• Task
Rewrite the material from its first line through the line containing "point(31, 32)", changing "Target" to "Goal" and leaving everything else unchanged.

Stored data:
________

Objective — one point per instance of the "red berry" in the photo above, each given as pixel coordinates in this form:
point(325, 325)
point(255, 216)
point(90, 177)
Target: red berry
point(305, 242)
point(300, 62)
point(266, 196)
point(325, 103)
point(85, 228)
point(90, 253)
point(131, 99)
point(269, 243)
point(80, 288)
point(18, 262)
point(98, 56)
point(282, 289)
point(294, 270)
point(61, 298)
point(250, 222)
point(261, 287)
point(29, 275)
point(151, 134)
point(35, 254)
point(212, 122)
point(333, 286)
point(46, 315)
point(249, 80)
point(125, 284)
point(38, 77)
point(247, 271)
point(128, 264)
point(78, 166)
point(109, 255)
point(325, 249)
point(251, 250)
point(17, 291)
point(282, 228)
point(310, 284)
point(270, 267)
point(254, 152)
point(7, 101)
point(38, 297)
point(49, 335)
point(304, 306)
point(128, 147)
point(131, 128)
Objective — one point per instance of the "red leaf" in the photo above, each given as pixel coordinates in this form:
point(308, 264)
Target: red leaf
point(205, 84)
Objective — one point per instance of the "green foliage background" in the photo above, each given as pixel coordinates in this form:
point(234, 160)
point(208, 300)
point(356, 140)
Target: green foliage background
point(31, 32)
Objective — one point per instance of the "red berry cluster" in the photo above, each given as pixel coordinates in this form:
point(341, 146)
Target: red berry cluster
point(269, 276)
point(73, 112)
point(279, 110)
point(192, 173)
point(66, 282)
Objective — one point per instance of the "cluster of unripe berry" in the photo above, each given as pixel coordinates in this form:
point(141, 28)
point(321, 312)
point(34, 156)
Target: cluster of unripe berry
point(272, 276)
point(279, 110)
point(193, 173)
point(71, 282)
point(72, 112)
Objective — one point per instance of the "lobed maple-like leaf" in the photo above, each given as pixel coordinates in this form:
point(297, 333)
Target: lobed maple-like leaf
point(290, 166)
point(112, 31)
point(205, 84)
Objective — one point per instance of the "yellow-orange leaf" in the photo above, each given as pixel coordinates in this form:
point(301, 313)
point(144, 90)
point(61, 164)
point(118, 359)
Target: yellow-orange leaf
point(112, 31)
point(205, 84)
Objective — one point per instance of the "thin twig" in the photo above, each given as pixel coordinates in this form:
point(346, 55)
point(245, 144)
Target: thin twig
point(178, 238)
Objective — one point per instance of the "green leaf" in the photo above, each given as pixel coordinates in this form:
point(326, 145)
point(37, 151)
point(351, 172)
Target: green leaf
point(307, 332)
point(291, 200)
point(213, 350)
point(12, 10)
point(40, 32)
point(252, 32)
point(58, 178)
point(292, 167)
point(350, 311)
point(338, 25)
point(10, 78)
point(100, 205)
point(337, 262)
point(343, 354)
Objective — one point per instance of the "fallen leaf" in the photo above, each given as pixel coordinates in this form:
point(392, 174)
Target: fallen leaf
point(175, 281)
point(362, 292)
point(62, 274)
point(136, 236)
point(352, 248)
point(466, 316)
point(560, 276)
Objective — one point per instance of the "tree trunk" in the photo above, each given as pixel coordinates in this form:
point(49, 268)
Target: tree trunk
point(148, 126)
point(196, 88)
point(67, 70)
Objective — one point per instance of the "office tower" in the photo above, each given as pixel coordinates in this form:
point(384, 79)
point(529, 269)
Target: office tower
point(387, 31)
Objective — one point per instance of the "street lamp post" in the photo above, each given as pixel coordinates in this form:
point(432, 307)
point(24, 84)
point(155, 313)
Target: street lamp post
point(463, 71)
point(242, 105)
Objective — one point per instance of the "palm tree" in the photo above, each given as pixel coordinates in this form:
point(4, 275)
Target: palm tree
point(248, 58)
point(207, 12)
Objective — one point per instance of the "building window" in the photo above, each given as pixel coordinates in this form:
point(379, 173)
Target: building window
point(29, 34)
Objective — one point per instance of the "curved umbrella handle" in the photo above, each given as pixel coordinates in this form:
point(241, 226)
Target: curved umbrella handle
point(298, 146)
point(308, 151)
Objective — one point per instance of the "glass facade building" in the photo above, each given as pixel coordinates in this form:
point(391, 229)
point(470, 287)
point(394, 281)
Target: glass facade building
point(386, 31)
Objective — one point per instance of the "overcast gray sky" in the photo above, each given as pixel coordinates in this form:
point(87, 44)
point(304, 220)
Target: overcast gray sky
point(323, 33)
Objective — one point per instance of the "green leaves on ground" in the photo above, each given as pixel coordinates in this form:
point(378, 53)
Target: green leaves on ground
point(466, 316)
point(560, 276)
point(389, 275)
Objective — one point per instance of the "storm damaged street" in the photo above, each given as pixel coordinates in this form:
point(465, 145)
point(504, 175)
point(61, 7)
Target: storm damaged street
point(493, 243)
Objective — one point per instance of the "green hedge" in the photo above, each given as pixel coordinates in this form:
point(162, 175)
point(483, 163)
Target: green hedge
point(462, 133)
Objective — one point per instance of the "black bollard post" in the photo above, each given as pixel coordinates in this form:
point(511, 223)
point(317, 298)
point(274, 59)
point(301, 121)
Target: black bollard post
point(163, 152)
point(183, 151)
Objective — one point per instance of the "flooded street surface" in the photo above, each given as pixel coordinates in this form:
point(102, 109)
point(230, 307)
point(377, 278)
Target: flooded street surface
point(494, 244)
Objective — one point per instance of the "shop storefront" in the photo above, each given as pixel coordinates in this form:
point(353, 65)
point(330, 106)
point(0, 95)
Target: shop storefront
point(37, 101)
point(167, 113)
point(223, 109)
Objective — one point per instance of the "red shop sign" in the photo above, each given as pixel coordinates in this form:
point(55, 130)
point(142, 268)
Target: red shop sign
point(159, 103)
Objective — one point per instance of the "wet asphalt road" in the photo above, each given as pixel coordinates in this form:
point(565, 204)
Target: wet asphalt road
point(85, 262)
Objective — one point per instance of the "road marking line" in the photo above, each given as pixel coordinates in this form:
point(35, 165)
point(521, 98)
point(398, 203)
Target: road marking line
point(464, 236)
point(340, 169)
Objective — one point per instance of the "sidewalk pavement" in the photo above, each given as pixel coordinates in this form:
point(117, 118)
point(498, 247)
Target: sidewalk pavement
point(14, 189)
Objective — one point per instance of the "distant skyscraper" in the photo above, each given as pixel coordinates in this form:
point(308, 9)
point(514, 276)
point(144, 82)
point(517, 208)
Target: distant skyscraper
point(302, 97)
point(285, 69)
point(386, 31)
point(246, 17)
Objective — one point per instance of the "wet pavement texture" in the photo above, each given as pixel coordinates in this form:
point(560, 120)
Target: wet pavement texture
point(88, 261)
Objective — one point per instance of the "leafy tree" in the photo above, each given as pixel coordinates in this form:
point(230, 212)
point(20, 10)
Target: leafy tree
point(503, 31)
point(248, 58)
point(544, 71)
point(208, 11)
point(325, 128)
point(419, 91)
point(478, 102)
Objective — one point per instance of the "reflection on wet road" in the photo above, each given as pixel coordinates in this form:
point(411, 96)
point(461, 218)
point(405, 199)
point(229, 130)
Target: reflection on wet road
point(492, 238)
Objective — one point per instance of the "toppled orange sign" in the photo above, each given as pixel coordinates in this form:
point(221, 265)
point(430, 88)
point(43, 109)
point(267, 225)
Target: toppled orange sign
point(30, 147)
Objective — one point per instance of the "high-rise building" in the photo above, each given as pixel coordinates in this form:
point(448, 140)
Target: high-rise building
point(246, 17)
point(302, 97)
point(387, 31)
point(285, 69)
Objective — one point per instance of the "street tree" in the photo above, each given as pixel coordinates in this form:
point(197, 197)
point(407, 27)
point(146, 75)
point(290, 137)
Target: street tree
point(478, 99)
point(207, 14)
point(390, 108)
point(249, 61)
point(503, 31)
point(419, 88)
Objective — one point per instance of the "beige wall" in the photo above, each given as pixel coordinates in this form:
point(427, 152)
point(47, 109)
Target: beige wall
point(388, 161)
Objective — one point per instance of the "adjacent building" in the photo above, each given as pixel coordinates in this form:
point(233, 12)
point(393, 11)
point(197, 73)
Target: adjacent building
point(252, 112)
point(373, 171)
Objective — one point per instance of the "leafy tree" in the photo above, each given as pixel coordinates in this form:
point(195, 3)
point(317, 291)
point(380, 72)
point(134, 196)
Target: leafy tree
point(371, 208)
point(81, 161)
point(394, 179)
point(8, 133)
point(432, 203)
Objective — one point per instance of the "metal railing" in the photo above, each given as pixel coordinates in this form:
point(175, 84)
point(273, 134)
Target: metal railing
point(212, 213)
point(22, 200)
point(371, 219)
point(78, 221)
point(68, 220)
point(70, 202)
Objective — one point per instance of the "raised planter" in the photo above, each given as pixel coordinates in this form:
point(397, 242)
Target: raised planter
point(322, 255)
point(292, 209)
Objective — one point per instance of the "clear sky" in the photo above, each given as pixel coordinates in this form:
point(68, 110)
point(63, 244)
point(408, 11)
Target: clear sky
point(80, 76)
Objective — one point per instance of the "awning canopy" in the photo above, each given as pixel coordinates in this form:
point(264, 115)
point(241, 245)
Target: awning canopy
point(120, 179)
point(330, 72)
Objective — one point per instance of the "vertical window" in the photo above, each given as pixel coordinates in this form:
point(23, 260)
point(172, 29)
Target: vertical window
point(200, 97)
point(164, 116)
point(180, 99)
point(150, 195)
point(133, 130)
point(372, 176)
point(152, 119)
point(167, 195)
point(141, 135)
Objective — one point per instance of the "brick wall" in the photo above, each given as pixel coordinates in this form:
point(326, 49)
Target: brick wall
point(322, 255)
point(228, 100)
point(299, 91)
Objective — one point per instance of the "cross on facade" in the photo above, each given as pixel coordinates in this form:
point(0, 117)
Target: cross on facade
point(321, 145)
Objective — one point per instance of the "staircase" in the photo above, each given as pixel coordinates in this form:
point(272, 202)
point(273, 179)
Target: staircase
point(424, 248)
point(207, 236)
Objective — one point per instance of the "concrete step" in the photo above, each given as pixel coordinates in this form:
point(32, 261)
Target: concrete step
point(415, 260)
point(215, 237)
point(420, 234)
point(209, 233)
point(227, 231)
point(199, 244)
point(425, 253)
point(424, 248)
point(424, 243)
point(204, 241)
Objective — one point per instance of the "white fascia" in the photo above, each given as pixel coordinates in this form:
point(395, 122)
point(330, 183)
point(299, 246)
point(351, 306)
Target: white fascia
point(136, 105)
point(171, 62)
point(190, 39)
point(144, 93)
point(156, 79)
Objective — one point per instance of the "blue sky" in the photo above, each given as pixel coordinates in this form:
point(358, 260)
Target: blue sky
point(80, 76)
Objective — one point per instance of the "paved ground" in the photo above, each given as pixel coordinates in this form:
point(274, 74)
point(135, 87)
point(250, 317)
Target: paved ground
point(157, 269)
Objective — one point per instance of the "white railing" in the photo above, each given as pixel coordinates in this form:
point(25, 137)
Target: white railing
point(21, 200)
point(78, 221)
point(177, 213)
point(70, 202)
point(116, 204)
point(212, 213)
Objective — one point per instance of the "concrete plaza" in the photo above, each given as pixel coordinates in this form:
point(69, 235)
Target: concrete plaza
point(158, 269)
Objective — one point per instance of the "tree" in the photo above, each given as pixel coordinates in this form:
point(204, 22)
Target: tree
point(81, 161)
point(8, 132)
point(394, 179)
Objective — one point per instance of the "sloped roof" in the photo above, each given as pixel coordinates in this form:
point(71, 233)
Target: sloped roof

________

• Worked solution
Objective — one point per instance of the "red berry" in the photo above, each given as pixel coordinates in this form:
point(325, 325)
point(255, 216)
point(90, 177)
Goal: red berry
point(305, 242)
point(300, 62)
point(266, 196)
point(325, 103)
point(85, 228)
point(90, 253)
point(131, 99)
point(269, 243)
point(80, 288)
point(18, 262)
point(98, 56)
point(282, 289)
point(294, 270)
point(61, 298)
point(250, 222)
point(261, 287)
point(29, 275)
point(151, 134)
point(35, 254)
point(212, 122)
point(333, 286)
point(46, 315)
point(249, 80)
point(125, 284)
point(38, 77)
point(247, 271)
point(128, 264)
point(78, 166)
point(109, 255)
point(325, 249)
point(251, 250)
point(17, 291)
point(282, 228)
point(310, 284)
point(270, 267)
point(254, 152)
point(7, 101)
point(38, 297)
point(49, 335)
point(304, 306)
point(128, 147)
point(131, 128)
Objective — one point per instance of the "red leaf" in the photo above, each given as pixel coordinates in this form:
point(308, 264)
Goal: red leaf
point(205, 84)
Objective — one point per instance of the "green foliage background" in the photo above, each given as pixel coordinates in this form:
point(234, 160)
point(208, 300)
point(356, 140)
Goal: green foliage background
point(31, 32)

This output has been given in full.